- Records
%%

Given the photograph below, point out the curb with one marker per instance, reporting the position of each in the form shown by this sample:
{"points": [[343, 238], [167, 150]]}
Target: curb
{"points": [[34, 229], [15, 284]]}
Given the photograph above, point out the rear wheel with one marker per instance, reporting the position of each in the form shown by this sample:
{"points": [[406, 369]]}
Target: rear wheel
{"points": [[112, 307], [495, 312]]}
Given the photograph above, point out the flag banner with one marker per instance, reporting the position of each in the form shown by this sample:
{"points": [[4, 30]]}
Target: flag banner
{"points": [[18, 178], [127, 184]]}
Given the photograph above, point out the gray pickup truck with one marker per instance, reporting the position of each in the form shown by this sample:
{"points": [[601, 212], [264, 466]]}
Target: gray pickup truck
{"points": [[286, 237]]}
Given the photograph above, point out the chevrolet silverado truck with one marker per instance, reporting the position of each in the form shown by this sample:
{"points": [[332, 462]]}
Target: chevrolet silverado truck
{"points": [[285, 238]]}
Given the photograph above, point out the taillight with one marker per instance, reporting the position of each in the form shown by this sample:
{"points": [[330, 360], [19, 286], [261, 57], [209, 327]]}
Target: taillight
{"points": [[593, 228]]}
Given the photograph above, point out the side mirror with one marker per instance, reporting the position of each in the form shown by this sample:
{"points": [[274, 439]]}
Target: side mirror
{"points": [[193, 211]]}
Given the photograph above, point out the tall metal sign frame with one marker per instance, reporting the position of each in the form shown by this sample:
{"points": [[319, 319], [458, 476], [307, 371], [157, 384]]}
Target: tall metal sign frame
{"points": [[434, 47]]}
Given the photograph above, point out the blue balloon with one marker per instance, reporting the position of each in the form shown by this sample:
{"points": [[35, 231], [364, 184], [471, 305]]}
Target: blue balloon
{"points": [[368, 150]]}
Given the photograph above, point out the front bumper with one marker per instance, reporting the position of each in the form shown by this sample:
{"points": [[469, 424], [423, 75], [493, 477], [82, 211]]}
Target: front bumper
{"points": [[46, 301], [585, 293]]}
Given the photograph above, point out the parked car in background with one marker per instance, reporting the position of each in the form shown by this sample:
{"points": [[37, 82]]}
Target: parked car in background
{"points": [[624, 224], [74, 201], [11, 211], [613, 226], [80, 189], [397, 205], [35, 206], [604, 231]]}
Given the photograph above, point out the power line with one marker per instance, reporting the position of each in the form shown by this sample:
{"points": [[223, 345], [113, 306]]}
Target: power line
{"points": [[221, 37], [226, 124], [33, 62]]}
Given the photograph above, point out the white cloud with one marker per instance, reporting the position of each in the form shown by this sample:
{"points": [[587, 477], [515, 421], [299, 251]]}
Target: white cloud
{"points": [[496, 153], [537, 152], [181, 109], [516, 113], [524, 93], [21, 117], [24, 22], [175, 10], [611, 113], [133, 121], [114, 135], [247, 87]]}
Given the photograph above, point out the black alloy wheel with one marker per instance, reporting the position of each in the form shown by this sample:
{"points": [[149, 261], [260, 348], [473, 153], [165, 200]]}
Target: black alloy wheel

%%

Return all of the data exactly as it reads.

Given the photograph below, point out the curb with one marker per instance, reporting the position of each in the form shown by this sample:
{"points": [[343, 238], [167, 150]]}
Target: curb
{"points": [[34, 229], [15, 284]]}
Given the photograph above, point out the rear wheel with one marker per instance, reporting the position of each in the form shown by this sample:
{"points": [[406, 369]]}
Target: rear wheel
{"points": [[112, 307], [495, 312]]}
Given the photograph above, point out the flag banner with one marker per instance, reporting the position of each in the form shown by this sample:
{"points": [[4, 30]]}
Target: flag banner
{"points": [[18, 178], [127, 184]]}
Given the photograph above, point out the gray pickup truck with one marker per instance, reporting the position of each in the form shown by this sample:
{"points": [[601, 212], [264, 466]]}
Target: gray pickup truck
{"points": [[286, 237]]}
Given the photograph above, point out the chevrolet silverado truck with one marker per instance, reporting the position of each in the form shown by this sample:
{"points": [[332, 462]]}
Target: chevrolet silverado truck
{"points": [[285, 238]]}
Given the photograph above, point out the taillight with one marker per instance, reporting the position of each in the form shown by this sample:
{"points": [[330, 360], [19, 286], [261, 57], [209, 327]]}
Target: taillight
{"points": [[593, 228]]}
Given the photograph above, point out the side mirror with one marker per instance, reporting the position of each in the form shown by this sample:
{"points": [[274, 439]]}
Target: side mirror
{"points": [[193, 211]]}
Given the photograph above, point out the tall metal sign frame with one marker per instance, reporting the position of each in the form shown by this sample:
{"points": [[319, 319], [458, 476], [307, 371], [157, 384]]}
Target: tall metal sign frame
{"points": [[434, 47]]}
Given the photograph above, point out the blue balloon with one marker per instance, reporting the position of each in the form shown by this sample:
{"points": [[35, 231], [364, 184], [471, 305]]}
Target: blue balloon
{"points": [[368, 150]]}
Given the photograph above, point out the front bumper with one marker per instance, reporting the position of each in the form shown by this sample:
{"points": [[469, 424], [423, 75], [493, 477], [82, 211]]}
Target: front bumper
{"points": [[46, 301], [585, 293]]}
Given the photograph above, point out the parked car in background with one marker per instance, reporting the position of each in the form shown by this sample:
{"points": [[37, 82]]}
Target: parked car in background
{"points": [[624, 224], [74, 201], [11, 211], [613, 226], [80, 189], [397, 205], [35, 206], [604, 231]]}
Given the photograph above, point out the power line with one marker per instance, reporting the position of each in the form shown by this sample:
{"points": [[223, 345], [113, 306]]}
Target: power line
{"points": [[221, 37], [226, 124], [33, 62]]}
Given the photograph above, point out the white cloud with one marker per instance, reporting the position of each in the form shown by this sample:
{"points": [[587, 477], [515, 421], [299, 251]]}
Target: white cloud
{"points": [[496, 153], [537, 152], [181, 109], [516, 113], [524, 93], [21, 117], [24, 22], [175, 10], [611, 113], [133, 121], [114, 135], [247, 87]]}
Given the photograph above, point out the black alloy wheel with one marker per instance, reporting the position of each in the form shown by this sample:
{"points": [[149, 261], [260, 348], [473, 153], [165, 200]]}
Target: black alloy wheel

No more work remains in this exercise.